*Given records*
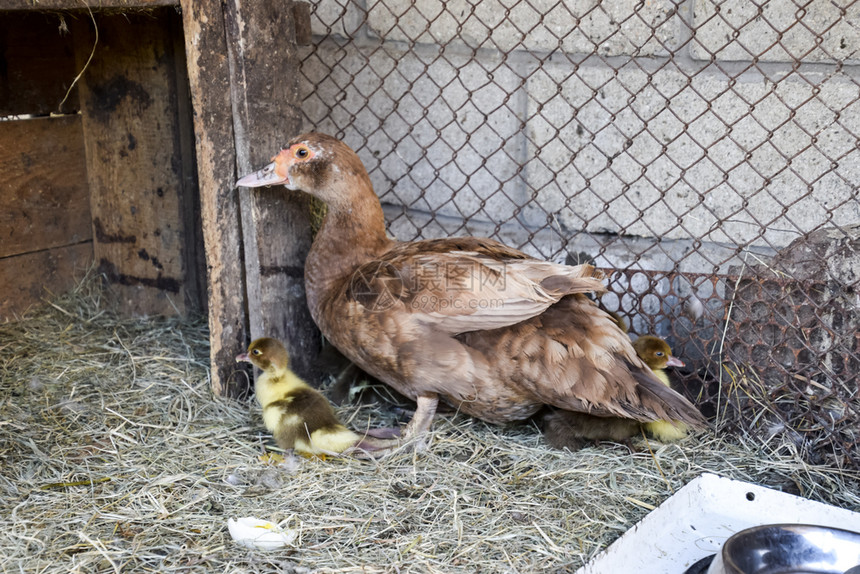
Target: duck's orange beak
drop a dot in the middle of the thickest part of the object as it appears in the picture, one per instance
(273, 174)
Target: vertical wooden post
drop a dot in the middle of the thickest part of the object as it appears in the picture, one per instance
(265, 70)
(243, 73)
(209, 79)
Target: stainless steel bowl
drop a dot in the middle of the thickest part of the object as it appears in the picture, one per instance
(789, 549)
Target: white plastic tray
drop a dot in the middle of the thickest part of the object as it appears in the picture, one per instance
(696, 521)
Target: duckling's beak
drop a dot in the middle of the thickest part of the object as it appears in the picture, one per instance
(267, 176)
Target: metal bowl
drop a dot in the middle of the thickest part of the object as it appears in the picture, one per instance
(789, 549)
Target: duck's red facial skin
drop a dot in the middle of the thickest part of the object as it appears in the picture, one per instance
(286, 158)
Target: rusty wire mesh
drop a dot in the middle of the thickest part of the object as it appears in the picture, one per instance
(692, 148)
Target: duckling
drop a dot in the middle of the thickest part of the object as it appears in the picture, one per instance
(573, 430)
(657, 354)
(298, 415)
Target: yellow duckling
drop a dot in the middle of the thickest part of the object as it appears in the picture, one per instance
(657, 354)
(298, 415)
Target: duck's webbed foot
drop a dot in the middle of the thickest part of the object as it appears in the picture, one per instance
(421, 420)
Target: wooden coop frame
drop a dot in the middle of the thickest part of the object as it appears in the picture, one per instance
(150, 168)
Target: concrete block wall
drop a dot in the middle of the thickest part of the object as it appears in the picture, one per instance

*Exercise*
Everything in the data except the pictures must appear in your answer unchanged.

*Output for this exercise*
Target: duck's orange beak
drop a dot in the middle of the thickest part of the object as it appears in the picture, one per instance
(273, 174)
Target: vertical wooden post
drop a dot in the middle of the thickest part of the object as it appears in the picture, one per instance
(265, 70)
(243, 73)
(209, 79)
Target: stainless steel bowl
drop a dot in the middle of the thickest part of the object as it appears in the picture, one per instance
(789, 549)
Target: white plastic tray
drop a dot in the middle of the thickest part of the object as it appears in the picture, one per instance
(696, 521)
Target: duckling's beak
drop a dot in the middle of the thickest part of the object as it appears in the picture, one per instance
(267, 176)
Target: metal bowl
drop a dot in the middle of the thickest part of the object as it appears in the picture, one per instance
(789, 549)
Target: duck's red facial skin
drop a dot in the middle of the thickest part of the object as it appears in the picture, one per instance
(286, 158)
Target: rusty wire mesh
drop a dot in the middle of the thickest part of the object as it appears in the picture, one per instance
(692, 148)
Target: duckling
drop a dot in the middle of the thickest part of the object as it appears in the picture, one per instance
(573, 430)
(657, 354)
(298, 415)
Target: yellow duckling
drop a dot in the middle of the thickest part of the object as it appears in the picture, one per instance
(657, 354)
(298, 415)
Target: duck's webbed foot
drop a dot in the middle of the thickest part of the object as it appears in the picture, one per instance
(421, 420)
Target: wooden coop frame
drop a dot in the middle of the thickest part of the object as it appears in the picture, one per instance
(150, 168)
Target: concrete block wall
drop a dot in the middle of the thickest part of the object as it appears in the picture, one per instance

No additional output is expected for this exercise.